**EXTRACTED TEXT**
>> Start

Summary of Sacred Sites Tour – May 18, 2024


Notes compiled by Bruce Elliott, an attendee


Storytelling by Jim Bear Jacobs: mnchurches.org or healingmnstories.wordpress.com
(If you google Jim Bear Jacobs, both of these sites will come up.)
Jim Bear Jacobs led a tour of three sites, describing the history of events at each of them as it relates to
the Dakota tribes in Minnesota.


Site 1: St. Peter’s Catholic Church in Mendota Heights:


There are 11 sovereign nations recognized in Minnesota, 7 of them Ojibwe/Anashinabe and 4 Dakota.
The Dakota tribes are indigenous, and their history recognizes no other predecessor place or home. The
Ojibwe/Anashinabe tribes, by contrast, have made their home in Minnesota since the 1600’s.


The Dakota called this land, which surrounds the confluence of the Minnesota and Mississippi Rivers,
Bedotah, which means “confluence” in Dakota. The first treaty with the Dakota was reached in 1805, at
a time prior to Minnesota being recognized as a territory. At that time, westward expansion had
reached Minnesota, but the land itself was part of what the US had acquired via the Louisiana Purchase.
Fort Snelling was built as an outpost that was intended to represent the edge up to which settlement in
that area could occur, with white settlers free to settle east of Fort Snelling but with Dakota retaining
their rights to live west of the Fort. The treaty of 1805 did not involve ceding Dakota land but instead
was a treaty that was premised on cohabitation with white settlers and the Dakota people. The land
specifically identified for cohabitation extended from the Fort nine miles to the north and west along
the Mississippi river up past St. Anthony Falls and then looping back to the Fort, thus encompassing
Minneapolis, the land at which the Mall of America is placed, and the falls at St. Anthony.

>> End

(Image segmentation entries)
>> Start

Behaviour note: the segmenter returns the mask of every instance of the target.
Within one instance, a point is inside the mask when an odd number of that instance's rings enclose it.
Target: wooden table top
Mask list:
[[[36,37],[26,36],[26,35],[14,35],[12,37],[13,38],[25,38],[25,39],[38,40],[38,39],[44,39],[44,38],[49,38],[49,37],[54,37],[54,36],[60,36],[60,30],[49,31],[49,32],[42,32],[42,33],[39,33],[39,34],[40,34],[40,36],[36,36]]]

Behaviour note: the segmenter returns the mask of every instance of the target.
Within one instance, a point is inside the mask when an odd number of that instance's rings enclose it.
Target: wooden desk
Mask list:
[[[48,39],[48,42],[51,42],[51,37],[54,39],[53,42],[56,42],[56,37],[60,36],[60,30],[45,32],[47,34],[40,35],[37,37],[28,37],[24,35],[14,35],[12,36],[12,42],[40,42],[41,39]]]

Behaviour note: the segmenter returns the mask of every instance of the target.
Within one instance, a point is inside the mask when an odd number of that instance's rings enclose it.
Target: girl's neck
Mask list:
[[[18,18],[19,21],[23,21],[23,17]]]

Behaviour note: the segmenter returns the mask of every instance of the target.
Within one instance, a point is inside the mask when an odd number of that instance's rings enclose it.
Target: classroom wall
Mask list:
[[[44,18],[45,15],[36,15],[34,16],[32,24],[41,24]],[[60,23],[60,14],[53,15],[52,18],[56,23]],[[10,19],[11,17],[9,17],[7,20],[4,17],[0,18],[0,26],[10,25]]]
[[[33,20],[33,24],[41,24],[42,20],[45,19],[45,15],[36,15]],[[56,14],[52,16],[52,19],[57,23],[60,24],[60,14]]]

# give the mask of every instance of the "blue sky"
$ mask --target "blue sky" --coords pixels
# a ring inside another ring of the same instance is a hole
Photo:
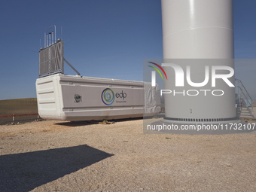
[[[234,0],[236,58],[256,58],[255,7]],[[143,81],[143,59],[163,57],[160,0],[1,0],[0,18],[0,99],[36,97],[38,54],[29,50],[40,39],[44,47],[52,25],[59,38],[62,27],[65,58],[84,76]]]

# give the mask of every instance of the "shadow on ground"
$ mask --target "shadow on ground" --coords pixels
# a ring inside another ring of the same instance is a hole
[[[112,154],[87,145],[0,156],[0,191],[29,191]]]
[[[152,118],[152,117],[150,117]],[[134,118],[126,118],[126,119],[114,119],[114,120],[108,120],[109,122],[123,122],[123,121],[128,121],[128,120],[141,120],[143,117],[134,117]],[[92,124],[99,124],[100,122],[103,122],[102,120],[78,120],[78,121],[70,121],[70,122],[62,122],[62,123],[56,123],[56,125],[62,125],[62,126],[87,126],[87,125],[92,125]]]

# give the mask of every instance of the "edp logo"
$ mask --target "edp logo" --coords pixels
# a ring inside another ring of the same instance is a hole
[[[116,98],[123,98],[123,100],[124,99],[124,98],[126,97],[126,93],[123,93],[123,90],[121,93],[115,93],[115,97]]]

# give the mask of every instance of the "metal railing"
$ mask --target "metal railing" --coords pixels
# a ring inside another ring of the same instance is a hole
[[[239,101],[238,106],[236,107],[240,111],[242,111],[242,108],[246,108],[251,116],[254,118],[252,99],[239,79],[236,79],[236,99]]]

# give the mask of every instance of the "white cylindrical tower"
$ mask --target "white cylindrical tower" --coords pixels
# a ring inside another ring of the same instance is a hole
[[[164,95],[166,119],[196,122],[235,119],[234,87],[221,78],[216,79],[213,87],[212,78],[215,66],[233,69],[233,0],[161,2],[163,62],[178,65],[184,81],[184,87],[177,87],[174,69],[164,67],[168,76],[165,90],[172,91]],[[208,73],[208,84],[198,87],[187,84],[187,66],[191,81],[202,83]],[[227,80],[234,85],[233,75]]]

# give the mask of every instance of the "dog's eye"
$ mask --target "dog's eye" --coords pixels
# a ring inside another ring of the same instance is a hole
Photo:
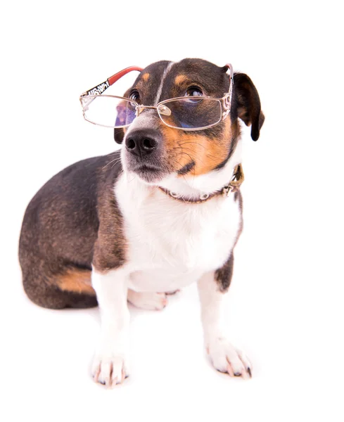
[[[138,103],[140,101],[140,94],[137,91],[133,91],[129,98],[133,101]]]
[[[190,88],[188,88],[186,90],[185,95],[190,97],[198,97],[203,96],[203,92],[197,87],[190,87]],[[190,98],[189,100],[187,100],[189,103],[199,103],[201,101],[200,98]]]
[[[185,95],[187,96],[201,96],[203,92],[197,87],[190,87],[190,88],[188,88]]]

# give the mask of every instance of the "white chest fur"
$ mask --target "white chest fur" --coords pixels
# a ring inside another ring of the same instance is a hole
[[[241,224],[234,194],[184,203],[125,174],[115,191],[128,242],[130,288],[180,288],[221,267],[229,257]]]

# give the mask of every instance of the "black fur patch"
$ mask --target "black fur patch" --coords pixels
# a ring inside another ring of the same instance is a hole
[[[191,161],[189,164],[184,165],[184,167],[181,167],[180,170],[178,170],[177,173],[178,174],[186,174],[186,173],[189,173],[189,172],[192,170],[195,165],[196,162],[194,161]]]

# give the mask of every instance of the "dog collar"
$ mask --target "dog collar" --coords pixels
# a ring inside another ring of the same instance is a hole
[[[178,195],[178,193],[176,193],[175,192],[172,192],[171,191],[165,189],[165,188],[162,188],[161,186],[159,186],[159,189],[166,195],[168,195],[169,196],[173,198],[173,199],[176,199],[177,200],[180,200],[186,203],[199,204],[200,203],[206,202],[207,200],[209,200],[215,196],[219,196],[220,195],[222,195],[222,196],[229,196],[229,193],[231,193],[231,192],[236,192],[239,190],[240,186],[244,181],[244,179],[245,177],[243,172],[243,166],[241,164],[238,164],[234,168],[233,177],[231,179],[231,181],[227,185],[224,186],[219,191],[216,191],[212,193],[203,193],[198,198],[196,198],[193,199],[190,198],[185,198],[181,195]]]

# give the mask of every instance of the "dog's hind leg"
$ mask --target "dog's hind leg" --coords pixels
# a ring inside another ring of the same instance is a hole
[[[167,305],[166,293],[151,292],[135,292],[128,290],[128,301],[136,307],[143,309],[160,311]]]
[[[97,305],[90,271],[68,269],[61,274],[47,275],[34,264],[22,269],[24,290],[36,305],[53,309]]]

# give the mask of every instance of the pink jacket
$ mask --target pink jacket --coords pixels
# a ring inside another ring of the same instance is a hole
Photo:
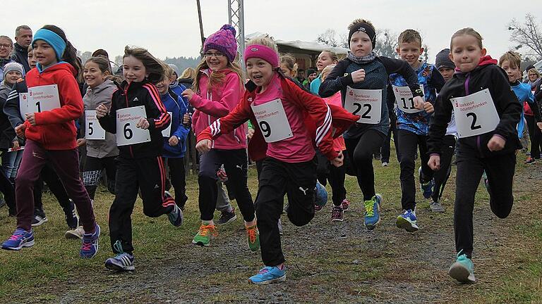
[[[226,116],[241,101],[243,89],[235,72],[224,70],[223,82],[207,91],[210,70],[200,72],[199,91],[192,96],[190,103],[196,110],[192,115],[192,129],[198,136],[218,118]],[[245,125],[212,140],[213,148],[235,150],[246,148]]]

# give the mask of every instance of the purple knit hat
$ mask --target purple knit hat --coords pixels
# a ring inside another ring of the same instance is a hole
[[[230,25],[224,25],[215,34],[210,35],[203,44],[203,53],[215,49],[226,55],[231,62],[237,53],[237,40],[235,39],[235,28]]]

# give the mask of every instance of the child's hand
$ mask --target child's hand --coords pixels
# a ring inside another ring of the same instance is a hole
[[[192,96],[194,95],[194,91],[191,89],[186,89],[183,91],[182,95],[183,97],[186,97],[188,99],[188,101],[191,101],[192,100]]]
[[[209,150],[211,149],[211,141],[203,139],[198,141],[198,144],[195,144],[195,149],[201,153],[209,152]]]
[[[339,151],[339,154],[337,156],[335,159],[331,161],[331,163],[333,164],[334,166],[339,167],[342,165],[342,161],[344,160],[344,156],[342,155],[342,151]]]
[[[498,135],[493,135],[488,142],[488,148],[490,151],[502,150],[506,144],[506,140]]]
[[[25,114],[25,118],[32,125],[36,125],[36,115],[35,113]]]
[[[149,121],[147,120],[147,118],[141,118],[139,119],[138,123],[136,124],[136,127],[143,129],[147,129],[149,128]]]
[[[19,125],[15,127],[15,133],[17,134],[18,137],[23,139],[25,138],[25,129],[26,129],[26,126],[24,124]]]
[[[102,118],[107,115],[107,107],[101,104],[96,108],[96,118]]]
[[[352,77],[354,83],[361,82],[365,80],[365,70],[359,69],[356,71],[354,71],[350,73],[350,76]]]
[[[440,170],[440,156],[431,156],[429,157],[429,161],[427,162],[427,165],[433,171]]]
[[[426,110],[426,113],[430,114],[435,110],[435,108],[433,107],[431,103],[426,102],[423,103],[423,110]]]
[[[175,135],[169,137],[169,140],[168,141],[168,143],[169,144],[169,146],[174,146],[179,144],[179,139]]]
[[[414,108],[417,108],[418,110],[423,110],[424,109],[424,103],[426,103],[425,101],[423,101],[423,99],[420,96],[416,96],[412,100],[414,102]]]

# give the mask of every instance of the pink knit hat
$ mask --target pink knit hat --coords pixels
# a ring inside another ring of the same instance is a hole
[[[280,66],[279,54],[274,49],[261,44],[253,44],[247,46],[245,49],[243,58],[245,59],[245,63],[249,58],[259,58],[268,62],[273,68]]]
[[[230,25],[224,25],[217,32],[210,34],[203,44],[203,52],[215,49],[226,55],[231,62],[237,53],[237,40],[235,39],[235,28]]]

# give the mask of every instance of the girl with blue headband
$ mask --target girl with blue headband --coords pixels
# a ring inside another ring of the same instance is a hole
[[[79,178],[74,120],[81,117],[83,110],[75,78],[80,65],[75,48],[54,25],[45,25],[36,32],[32,44],[37,68],[27,74],[29,102],[25,121],[15,129],[18,136],[26,138],[16,179],[17,229],[2,243],[2,249],[18,251],[34,245],[32,189],[42,169],[49,163],[77,206],[85,230],[80,255],[90,258],[97,253],[100,229],[90,198]]]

>> End

**YOUR TASKS**
1. In the tour summary, what does the Dakota word Bedotah mean?
2. Please decide whether each statement agrees with the tour summary, answering yes or no and quoting the deciding words: (a) Four of the sovereign nations recognized in Minnesota are Dakota. (b) The treaty of 1805 ceded Dakota land. (c) White settlers were free to settle west of Fort Snelling.

**ANSWERS TO THE TASKS**
1. It means "confluence."

2.
(a) Yes: "There are 11 sovereign nations recognized in Minnesota, 7 of them Ojibwe/Anashinabe and 4 Dakota."
(b) No: "The treaty of 1805 did not involve ceding Dakota land"
(c) No: "with white settlers free to settle east of Fort Snelling but with Dakota retaining their rights to live west of the Fort"